- _WRITTEN PROBLEM_: Copy the material below word for word, starting at the line that contains "If you could pick out the trailer roof" and continuing through its last line.

- _Data listing_:
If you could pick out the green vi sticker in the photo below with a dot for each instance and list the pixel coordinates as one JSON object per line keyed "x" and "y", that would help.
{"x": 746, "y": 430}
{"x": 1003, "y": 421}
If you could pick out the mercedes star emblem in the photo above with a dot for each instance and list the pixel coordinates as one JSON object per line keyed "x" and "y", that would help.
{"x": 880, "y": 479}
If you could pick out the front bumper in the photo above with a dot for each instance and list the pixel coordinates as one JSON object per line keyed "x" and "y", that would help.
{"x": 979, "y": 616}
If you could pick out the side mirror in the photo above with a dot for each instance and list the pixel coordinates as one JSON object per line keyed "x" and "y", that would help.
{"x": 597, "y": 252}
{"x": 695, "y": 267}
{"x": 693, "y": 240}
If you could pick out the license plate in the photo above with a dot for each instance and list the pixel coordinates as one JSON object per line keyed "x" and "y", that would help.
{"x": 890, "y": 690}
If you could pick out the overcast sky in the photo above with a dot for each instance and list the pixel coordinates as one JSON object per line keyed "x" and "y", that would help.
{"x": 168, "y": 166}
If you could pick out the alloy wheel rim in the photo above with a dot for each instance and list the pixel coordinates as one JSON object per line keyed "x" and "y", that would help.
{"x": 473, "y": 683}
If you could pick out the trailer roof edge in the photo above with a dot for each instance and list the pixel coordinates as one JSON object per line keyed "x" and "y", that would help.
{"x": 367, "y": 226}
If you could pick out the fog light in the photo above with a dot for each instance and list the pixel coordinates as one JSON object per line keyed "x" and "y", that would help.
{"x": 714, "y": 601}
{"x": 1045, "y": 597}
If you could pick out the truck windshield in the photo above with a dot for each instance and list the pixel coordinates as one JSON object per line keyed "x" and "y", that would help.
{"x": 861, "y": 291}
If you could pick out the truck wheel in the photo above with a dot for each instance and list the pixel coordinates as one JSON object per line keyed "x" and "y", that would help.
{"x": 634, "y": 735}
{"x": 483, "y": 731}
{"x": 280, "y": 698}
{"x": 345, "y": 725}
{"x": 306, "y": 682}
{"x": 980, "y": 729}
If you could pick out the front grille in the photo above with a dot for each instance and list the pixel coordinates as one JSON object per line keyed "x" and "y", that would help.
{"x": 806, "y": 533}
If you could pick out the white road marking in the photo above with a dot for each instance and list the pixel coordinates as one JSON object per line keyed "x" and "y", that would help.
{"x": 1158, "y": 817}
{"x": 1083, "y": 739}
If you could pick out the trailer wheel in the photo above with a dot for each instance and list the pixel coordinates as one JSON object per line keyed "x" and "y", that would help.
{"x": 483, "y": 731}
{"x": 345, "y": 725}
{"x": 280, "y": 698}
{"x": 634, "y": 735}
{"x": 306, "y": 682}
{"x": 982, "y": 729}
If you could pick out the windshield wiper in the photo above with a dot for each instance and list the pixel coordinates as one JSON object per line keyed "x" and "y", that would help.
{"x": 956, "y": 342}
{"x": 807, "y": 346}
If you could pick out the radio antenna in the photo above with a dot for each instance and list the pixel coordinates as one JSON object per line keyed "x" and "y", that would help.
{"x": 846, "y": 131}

- _REPLY TO THE TASK_:
If you could pick out the trailer roof edge in the photo above with a dot for each instance and list the pixel coordinates as one JSON object per line keyed "x" and "y", that would help.
{"x": 367, "y": 226}
If you could pick out the fog light in the photo above with a dot for each instance and list the pixel coordinates as one JSON object per line keyed "x" and "y", that would help.
{"x": 714, "y": 601}
{"x": 1045, "y": 597}
If you could pick out the truck windshield in the photo above with a dot for each instance and list the pixel coordinates as one JSON object per line keyed "x" and "y", that would help.
{"x": 861, "y": 291}
If you could pick out the truck wheel in the photo above with a dot for each instance and list the pixel coordinates as one JSON object per line keyed "x" and "y", that would help.
{"x": 634, "y": 735}
{"x": 483, "y": 731}
{"x": 280, "y": 698}
{"x": 345, "y": 725}
{"x": 306, "y": 682}
{"x": 980, "y": 729}
If you could pick out the front grille in the photo above with a dot for each instance and list the pixel coordinates as one JSON object per line keyed "x" and "y", that would help.
{"x": 806, "y": 533}
If you could pick out the white road marking in the photo above with a dot for each instance and list the pixel coordinates as one JSON object per line keyed "x" and "y", that would help.
{"x": 1158, "y": 817}
{"x": 1083, "y": 739}
If you could pick out the trailer wheel in the photo above with a dot for each instance and list the pixel coordinates as one JSON object per line keyed "x" and "y", that would help.
{"x": 483, "y": 731}
{"x": 345, "y": 725}
{"x": 280, "y": 698}
{"x": 634, "y": 735}
{"x": 306, "y": 682}
{"x": 982, "y": 729}
If you could pick out the windshield wiper in the photo above with a dot for each instance and list the pixel coordinates as one JSON object per line keyed "x" and "y", that would help.
{"x": 956, "y": 342}
{"x": 807, "y": 346}
If you could pick out the radio antenna in the photo above with a dot for each instance and list the pixel coordinates as one JSON object per line keyed "x" and "y", that would help.
{"x": 846, "y": 131}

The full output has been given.